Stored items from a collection
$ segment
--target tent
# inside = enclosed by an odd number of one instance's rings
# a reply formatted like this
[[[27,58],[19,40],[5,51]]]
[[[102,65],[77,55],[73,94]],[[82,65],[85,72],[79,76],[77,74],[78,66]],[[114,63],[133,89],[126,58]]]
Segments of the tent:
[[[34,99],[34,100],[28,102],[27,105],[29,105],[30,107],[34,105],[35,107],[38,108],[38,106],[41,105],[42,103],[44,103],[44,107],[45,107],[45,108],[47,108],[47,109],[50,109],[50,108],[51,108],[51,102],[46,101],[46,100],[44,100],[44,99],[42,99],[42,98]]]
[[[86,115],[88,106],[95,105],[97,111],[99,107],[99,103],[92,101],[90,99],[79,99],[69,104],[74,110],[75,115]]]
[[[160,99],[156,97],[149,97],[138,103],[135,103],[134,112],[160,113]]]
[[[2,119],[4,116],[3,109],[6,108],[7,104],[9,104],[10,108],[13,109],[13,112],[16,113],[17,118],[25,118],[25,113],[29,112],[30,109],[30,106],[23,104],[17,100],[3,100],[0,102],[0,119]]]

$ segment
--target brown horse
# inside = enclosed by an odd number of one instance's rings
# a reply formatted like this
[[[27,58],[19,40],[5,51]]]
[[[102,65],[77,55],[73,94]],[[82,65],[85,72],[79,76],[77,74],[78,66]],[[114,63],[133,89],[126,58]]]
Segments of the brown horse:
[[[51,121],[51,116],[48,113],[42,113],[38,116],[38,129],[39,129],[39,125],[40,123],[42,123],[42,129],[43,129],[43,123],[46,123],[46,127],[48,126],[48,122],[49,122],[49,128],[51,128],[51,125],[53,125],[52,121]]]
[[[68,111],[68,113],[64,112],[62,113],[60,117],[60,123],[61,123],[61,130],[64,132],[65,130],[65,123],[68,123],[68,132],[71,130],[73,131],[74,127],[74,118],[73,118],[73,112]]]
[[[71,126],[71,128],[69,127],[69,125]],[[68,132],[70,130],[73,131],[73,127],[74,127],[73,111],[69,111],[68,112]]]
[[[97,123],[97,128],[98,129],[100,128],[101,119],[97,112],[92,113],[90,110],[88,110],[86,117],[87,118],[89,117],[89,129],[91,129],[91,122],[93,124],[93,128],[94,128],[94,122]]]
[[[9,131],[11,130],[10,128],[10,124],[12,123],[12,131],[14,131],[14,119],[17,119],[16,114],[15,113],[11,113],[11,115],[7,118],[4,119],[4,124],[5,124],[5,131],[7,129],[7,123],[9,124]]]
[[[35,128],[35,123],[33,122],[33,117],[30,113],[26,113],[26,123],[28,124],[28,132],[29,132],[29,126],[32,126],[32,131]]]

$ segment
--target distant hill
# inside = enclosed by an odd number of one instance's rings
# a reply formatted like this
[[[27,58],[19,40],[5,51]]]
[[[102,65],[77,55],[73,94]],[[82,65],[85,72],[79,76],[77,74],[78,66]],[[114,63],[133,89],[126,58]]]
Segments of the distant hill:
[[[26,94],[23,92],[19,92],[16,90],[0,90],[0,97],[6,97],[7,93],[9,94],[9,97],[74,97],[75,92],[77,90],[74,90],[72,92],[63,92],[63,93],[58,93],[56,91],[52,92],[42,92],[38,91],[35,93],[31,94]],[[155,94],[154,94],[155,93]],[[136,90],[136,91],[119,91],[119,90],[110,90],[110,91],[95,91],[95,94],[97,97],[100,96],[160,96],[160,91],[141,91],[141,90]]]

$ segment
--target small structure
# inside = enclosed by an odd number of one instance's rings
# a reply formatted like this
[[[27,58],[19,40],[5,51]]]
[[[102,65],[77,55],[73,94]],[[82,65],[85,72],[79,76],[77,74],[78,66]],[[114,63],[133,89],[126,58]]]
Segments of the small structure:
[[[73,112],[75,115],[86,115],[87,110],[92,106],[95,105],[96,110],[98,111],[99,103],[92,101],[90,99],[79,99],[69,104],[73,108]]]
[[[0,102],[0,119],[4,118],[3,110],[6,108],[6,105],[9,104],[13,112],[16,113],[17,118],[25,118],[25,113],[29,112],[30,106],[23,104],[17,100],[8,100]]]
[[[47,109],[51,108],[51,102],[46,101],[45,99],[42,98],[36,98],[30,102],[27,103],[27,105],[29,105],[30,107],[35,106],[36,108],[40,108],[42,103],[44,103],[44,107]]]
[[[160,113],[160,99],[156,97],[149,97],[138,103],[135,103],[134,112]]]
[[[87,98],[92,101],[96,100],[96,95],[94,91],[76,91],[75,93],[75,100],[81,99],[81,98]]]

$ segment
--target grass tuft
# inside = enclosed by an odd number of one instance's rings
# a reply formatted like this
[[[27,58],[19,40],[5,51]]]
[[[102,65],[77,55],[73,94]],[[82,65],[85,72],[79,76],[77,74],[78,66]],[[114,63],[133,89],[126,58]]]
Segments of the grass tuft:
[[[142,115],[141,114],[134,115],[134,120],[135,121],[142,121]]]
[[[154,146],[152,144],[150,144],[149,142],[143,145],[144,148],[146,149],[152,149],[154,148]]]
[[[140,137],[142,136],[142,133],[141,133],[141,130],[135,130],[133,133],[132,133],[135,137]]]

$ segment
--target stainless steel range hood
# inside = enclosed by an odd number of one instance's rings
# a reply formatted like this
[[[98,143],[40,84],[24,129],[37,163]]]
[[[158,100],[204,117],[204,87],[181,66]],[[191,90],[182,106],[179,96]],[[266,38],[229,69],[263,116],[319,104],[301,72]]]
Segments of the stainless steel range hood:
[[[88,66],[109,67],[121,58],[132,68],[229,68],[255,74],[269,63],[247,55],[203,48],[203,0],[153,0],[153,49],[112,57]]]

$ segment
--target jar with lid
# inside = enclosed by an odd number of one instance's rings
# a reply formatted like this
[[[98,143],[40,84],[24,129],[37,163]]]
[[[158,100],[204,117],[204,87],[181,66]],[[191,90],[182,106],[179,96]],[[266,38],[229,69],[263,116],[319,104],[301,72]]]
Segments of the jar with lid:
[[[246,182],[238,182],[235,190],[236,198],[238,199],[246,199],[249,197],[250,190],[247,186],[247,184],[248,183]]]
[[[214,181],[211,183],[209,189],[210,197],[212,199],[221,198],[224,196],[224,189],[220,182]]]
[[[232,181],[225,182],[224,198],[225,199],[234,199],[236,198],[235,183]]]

**Exercise goal**. Write out the material from the first line to the last, exactly.

**Exercise output**.
$ segment
--target tent
# inside = enclosed by an odd number of one instance's rings
# a reply formatted like this
[[[27,58],[19,40],[5,51]]]
[[[102,65],[77,55],[73,94]],[[82,65],[85,72],[79,76],[77,74],[78,66]],[[114,63],[133,89],[126,58]]]
Segments of the tent:
[[[34,99],[34,100],[28,102],[27,105],[29,105],[30,107],[34,105],[35,107],[38,108],[38,106],[41,105],[42,103],[44,103],[44,107],[45,107],[45,108],[47,108],[47,109],[50,109],[50,108],[51,108],[51,102],[46,101],[46,100],[44,100],[44,99],[42,99],[42,98]]]
[[[86,115],[88,106],[95,105],[97,111],[99,107],[99,103],[92,101],[90,99],[79,99],[69,104],[74,110],[75,115]]]
[[[160,99],[156,97],[149,97],[138,103],[135,103],[134,112],[160,113]]]
[[[2,119],[4,116],[3,109],[6,108],[7,104],[9,104],[10,108],[13,109],[13,112],[16,113],[17,118],[25,118],[25,113],[29,112],[30,109],[30,106],[23,104],[17,100],[3,100],[0,102],[0,119]]]

$ segment
--target brown horse
# inside = enclosed by an odd number of one instance's rings
# a reply formatted like this
[[[27,58],[19,40],[5,51]]]
[[[102,65],[77,55],[73,94]],[[82,65],[85,72],[79,76],[77,74],[78,66]],[[114,63],[133,89],[126,58]]]
Segments of the brown horse:
[[[51,121],[51,116],[48,113],[42,113],[38,116],[38,129],[39,129],[39,125],[40,123],[42,123],[42,129],[43,129],[43,123],[46,123],[46,127],[48,126],[48,122],[49,122],[49,128],[51,128],[51,125],[53,125],[52,121]]]
[[[68,111],[68,113],[64,112],[62,113],[60,117],[60,123],[61,123],[61,130],[64,132],[65,130],[65,123],[68,123],[68,132],[71,130],[73,131],[74,127],[74,118],[73,118],[73,112]]]
[[[71,126],[71,128],[69,127],[69,125]],[[68,132],[70,130],[73,131],[73,127],[74,127],[73,111],[69,111],[68,112]]]
[[[97,123],[97,128],[98,129],[100,128],[101,119],[97,112],[92,113],[90,110],[88,110],[86,117],[87,118],[89,117],[89,129],[91,129],[91,122],[93,124],[93,128],[94,128],[94,122]]]
[[[9,131],[11,130],[10,128],[10,124],[12,123],[12,131],[14,131],[14,119],[17,119],[16,114],[15,113],[11,113],[11,115],[7,118],[4,119],[4,124],[5,124],[5,131],[7,129],[7,123],[9,124]]]
[[[35,128],[35,123],[33,122],[33,117],[30,113],[26,113],[26,123],[28,124],[28,132],[29,132],[29,126],[32,126],[32,131]]]

$ segment
--target distant hill
# inside = enclosed by an odd number of one instance's rings
# a reply formatted like this
[[[27,58],[19,40],[5,51]]]
[[[102,65],[77,55],[73,94]],[[82,65],[85,72],[79,76],[77,74],[78,66]],[[114,63],[133,89],[126,58]]]
Segments of the distant hill:
[[[26,94],[23,92],[19,92],[16,90],[0,90],[0,97],[6,97],[7,93],[9,94],[9,97],[74,97],[75,92],[77,90],[74,90],[72,92],[63,92],[63,93],[58,93],[56,91],[52,92],[42,92],[38,91],[35,93],[31,94]],[[155,94],[154,94],[155,93]],[[136,90],[136,91],[119,91],[119,90],[110,90],[110,91],[95,91],[95,94],[97,97],[100,96],[160,96],[160,91],[141,91],[141,90]]]

$ segment
--target small structure
# inside = enclosed by an odd number of one instance's rings
# a reply formatted like this
[[[27,58],[19,40],[5,51]]]
[[[102,65],[77,55],[73,94]],[[82,65],[85,72],[79,76],[77,74],[78,66]],[[114,63],[133,89],[126,58]]]
Segments of the small structure:
[[[73,112],[75,115],[86,115],[87,110],[92,106],[95,105],[96,110],[98,111],[99,103],[92,101],[90,99],[79,99],[69,104],[73,108]]]
[[[0,102],[0,119],[4,118],[3,110],[6,108],[6,105],[9,104],[13,112],[16,113],[17,118],[25,118],[25,113],[29,112],[30,106],[23,104],[17,100],[8,100]]]
[[[47,109],[51,108],[51,102],[46,101],[45,99],[42,98],[36,98],[30,102],[27,103],[27,105],[29,105],[30,107],[35,106],[36,108],[40,108],[42,103],[44,103],[44,107]]]
[[[160,113],[160,99],[156,97],[149,97],[138,103],[135,103],[134,112]]]
[[[87,98],[92,101],[96,100],[96,95],[94,91],[76,91],[75,93],[75,100],[81,99],[81,98]]]

$ segment
--target grass tuft
# inside = enclosed by an odd number of one instance's rings
# a reply formatted like this
[[[27,58],[19,40],[5,51]]]
[[[102,65],[77,55],[73,94]],[[82,65],[85,72],[79,76],[77,74],[78,66]],[[114,63],[133,89],[126,58]]]
Segments of the grass tuft:
[[[142,115],[141,114],[134,115],[134,120],[135,121],[142,121]]]
[[[154,146],[152,144],[150,144],[149,142],[143,145],[144,148],[146,149],[152,149],[154,148]]]
[[[140,137],[142,136],[142,133],[141,133],[141,130],[135,130],[133,133],[132,133],[135,137]]]

$ segment
--target stainless steel range hood
# inside = enclosed by an odd number of one instance's rings
# a reply formatted like this
[[[98,143],[40,84],[24,129],[37,163]]]
[[[158,100],[204,117],[204,87],[181,66]],[[191,90],[182,106],[179,96]],[[266,38],[229,69],[263,116],[319,104],[301,72]]]
Segments of the stainless steel range hood:
[[[88,66],[109,67],[121,58],[132,68],[229,68],[255,74],[269,63],[247,55],[203,48],[203,0],[153,0],[153,49],[112,57]]]

$ segment
--target jar with lid
# inside = enclosed by an odd number of one instance's rings
# a reply formatted like this
[[[98,143],[40,84],[24,129],[37,163]]]
[[[158,100],[204,117],[204,87],[181,66]],[[191,90],[182,106],[179,96]],[[266,38],[229,69],[263,116],[319,104],[301,72]]]
Segments of the jar with lid:
[[[246,182],[238,182],[235,190],[236,198],[238,199],[246,199],[249,197],[250,190],[247,186],[247,184],[248,183]]]
[[[214,181],[211,183],[209,189],[210,197],[212,199],[221,198],[224,196],[224,189],[220,182]]]
[[[232,181],[225,182],[224,198],[225,199],[234,199],[236,198],[235,183]]]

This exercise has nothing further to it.